Given request. Reproduce word for word the stretch of the forum post below on planting Jiggs grass from "If you're looking" through "be cutting hay.".

Morgan, first off, welcome to this site. It's a great place and some great folks on here. I've learned a ton of stuff here that would have taken me much longer to learn on my own just by reading on here. While I'm by no means an expert, we planted some Jiggs a season or two ago on our place. We used a custom sprigger located very close to us. As stated above, time from cutting to planting is very important. In hindsight, we could have done it ourselves and saved $100/ac. I won't go into all of the details since they are well described above and in various university publications, but it really is not a precision process. Keep in mind though, if using tops, you will need at 16" of growth to have enough nodes on the stems to have a reasonable chance of getting them to root. You'll also need about 15 bushels to the acre if I recall correctly. Even more is better. Thirdly, pray,pray,pray for rain ASAP after planting unless you can irrigate. Also, the better the seedbed and the better the packing after planting, then the better the tops can hold on to what available moisture there is. Since it was dry the year we planted, we packed prior to planting and the planer packed after. Was still dry that fall and we continued to see sprigs sprout from the planted tops 2 months later so I can only assume it was good choice on our part. Call it dumb luck,,







.
If you're looking to get a stand as early as possible, roots may be a better choice. However, unless you want to spend a lot of time and effort bending down, you're better off relying on a custom sprigger to not only harvest the roots, but plant them too. The roots are better off being harvested around the time the grass breaks dormancy in the early spring. If fresh, survival and emergence is very good, and if fertility is good and the Lord blesses you with enough rain, in 6-10 weeks you can be cutting hay.

Dataset extract.
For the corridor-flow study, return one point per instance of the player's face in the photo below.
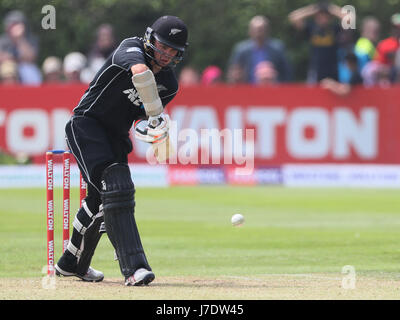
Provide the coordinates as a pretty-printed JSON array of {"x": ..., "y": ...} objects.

The reply.
If you're looking to get a stand as early as possible, roots may be a better choice. However, unless you want to spend a lot of time and effort bending down, you're better off relying on a custom sprigger to not only harvest the roots, but plant them too. The roots are better off being harvested around the time the grass breaks dormancy in the early spring. If fresh, survival and emergence is very good, and if fertility is good and the Lord blesses you with enough rain, in 6-10 weeks you can be cutting hay.